#### TEXT ZUR ANALYSE

Schülerinnen oder Schüler auf der Strecke lassen will auch in Berlin niemand. Dennoch ist in der Hauptstadt die allgemeine schulische Präsenzpflicht ausgesetzt – noch bis zum 22. Februar, wie es aktuell heißt. Für die Abschlussjahrgänge und Klassen mit besonderem pädagogischem Förderbedarf gibt es auch hier Ausnahmen. Doch anders als im Nachbarbundesland setzt man in Berlin für diese Jahrgänge nicht auf permanente Anwesenheit, sondern auf individuelle Lösungen. Soll heißen: Jede Oberschule bestimmt selbst, inwieweit von zu Hause oder im Klassenraum unterrichtet wird.

An ihrer Schule lasse man die Abiturienten zu Hause, erzählt Lydia Puschnerus, die an einem Gymnasium im Bezirk Schöneberg Englisch, Spanisch und Deutsch als Fremdsprache unterrichtet. »Die Schulkonferenz hat sich klar gegen Präsenzunterricht für die Abi-Klassen ausgesprochen, solange die Pflicht dazu ausgesetzt ist.« Sie hält das für eine gute Lösung. Der Distanzunterricht funktioniere mit den Abiturientinnen und Abiturienten. Allerdings sieht sie die Berliner Entscheidungsfreiheit bei der Präsenz-Frage insgesamt kritisch: »An den Schulen läuft das sehr unterschiedlich. Da wird es mit der Vergleichbarkeit sehr schnell wieder problematisch.«

Komplett im Homeoffice arbeitet Lydia Puschnerus dieser Tage nicht. Mehrmals die Woche geht sie in die Schule, um ihre Willkommensklasse in Deutsch zu unterrichten. »Für unsere elf Schüler aus geflüchteten Familien ist der Unterricht häufig die einzige Möglichkeit, Deutsch zu sprechen«, sagt die Lehrerin. Auf digitalem Weg könnte sie sich das nicht vorstellen. »Die Jugendlichen brauchen den Kontakt.« Natürlich mache sie sich über Infektionen Gedanken. Alle Beteiligten müssten schließlich zur Schule hin- und auch wieder nach Hause kommen, meist mit dem ÖPNV. Daher »gibt es gibt trotz aller Maßnahmen ein Risiko«. Die Entscheidung zwischen Präsenz oder Online, Schulöffnung oder Lockdown sei letztlich eine Abwägung zwischen dem Recht auf Bildung und dem Gesundheitsschutz.

########
#### VORLIEGENDES MATERIAL

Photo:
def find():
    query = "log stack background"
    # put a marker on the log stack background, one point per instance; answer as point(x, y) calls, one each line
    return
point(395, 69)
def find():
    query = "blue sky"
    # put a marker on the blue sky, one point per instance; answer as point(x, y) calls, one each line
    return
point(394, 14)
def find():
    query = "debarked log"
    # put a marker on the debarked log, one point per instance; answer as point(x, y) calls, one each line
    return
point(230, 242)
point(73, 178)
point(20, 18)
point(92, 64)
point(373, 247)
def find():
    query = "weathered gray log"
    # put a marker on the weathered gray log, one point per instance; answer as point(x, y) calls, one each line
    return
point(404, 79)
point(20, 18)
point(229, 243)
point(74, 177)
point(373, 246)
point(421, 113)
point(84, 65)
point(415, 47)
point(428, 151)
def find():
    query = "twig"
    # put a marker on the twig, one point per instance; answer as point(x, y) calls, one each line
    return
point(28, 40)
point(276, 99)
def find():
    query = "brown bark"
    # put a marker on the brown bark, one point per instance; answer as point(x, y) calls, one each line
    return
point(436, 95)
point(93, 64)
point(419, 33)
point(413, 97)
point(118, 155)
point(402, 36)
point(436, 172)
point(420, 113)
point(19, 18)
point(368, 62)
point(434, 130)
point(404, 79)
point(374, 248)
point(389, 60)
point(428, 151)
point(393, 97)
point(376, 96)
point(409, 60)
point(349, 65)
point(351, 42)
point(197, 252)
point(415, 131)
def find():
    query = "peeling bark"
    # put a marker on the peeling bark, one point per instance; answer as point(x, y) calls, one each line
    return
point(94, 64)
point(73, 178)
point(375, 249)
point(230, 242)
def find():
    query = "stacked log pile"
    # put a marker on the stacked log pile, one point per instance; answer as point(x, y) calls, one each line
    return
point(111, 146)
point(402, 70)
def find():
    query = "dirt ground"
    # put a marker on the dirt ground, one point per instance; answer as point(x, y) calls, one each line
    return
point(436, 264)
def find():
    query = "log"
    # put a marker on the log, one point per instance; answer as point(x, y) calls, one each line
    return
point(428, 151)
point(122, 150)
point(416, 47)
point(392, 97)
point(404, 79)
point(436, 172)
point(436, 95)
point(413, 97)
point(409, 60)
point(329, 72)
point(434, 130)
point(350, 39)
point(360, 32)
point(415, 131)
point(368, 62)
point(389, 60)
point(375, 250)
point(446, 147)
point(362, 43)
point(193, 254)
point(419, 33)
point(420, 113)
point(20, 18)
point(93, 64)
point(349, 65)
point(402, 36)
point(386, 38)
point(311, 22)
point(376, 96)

########

- [ARBEITSAUFTRAG] Gib aus dem Text über die Präsenzpflicht an Berliner Schulen den Abschnitt wörtlich wieder, der mit den Worten „Komplett im Homeoffice“ beginnt und mit „und dem Gesundheitsschutz.“ endet.

- [LÖSUNG]
Komplett im Homeoffice arbeitet Lydia Puschnerus dieser Tage nicht. Mehrmals die Woche geht sie in die Schule, um ihre Willkommensklasse in Deutsch zu unterrichten. »Für unsere elf Schüler aus geflüchteten Familien ist der Unterricht häufig die einzige Möglichkeit, Deutsch zu sprechen«, sagt die Lehrerin. Auf digitalem Weg könnte sie sich das nicht vorstellen. »Die Jugendlichen brauchen den Kontakt.« Natürlich mache sie sich über Infektionen Gedanken. Alle Beteiligten müssten schließlich zur Schule hin- und auch wieder nach Hause kommen, meist mit dem ÖPNV. Daher »gibt es gibt trotz aller Maßnahmen ein Risiko«. Die Entscheidung zwischen Präsenz oder Online, Schulöffnung oder Lockdown sei letztlich eine Abwägung zwischen dem Recht auf Bildung und dem Gesundheitsschutz.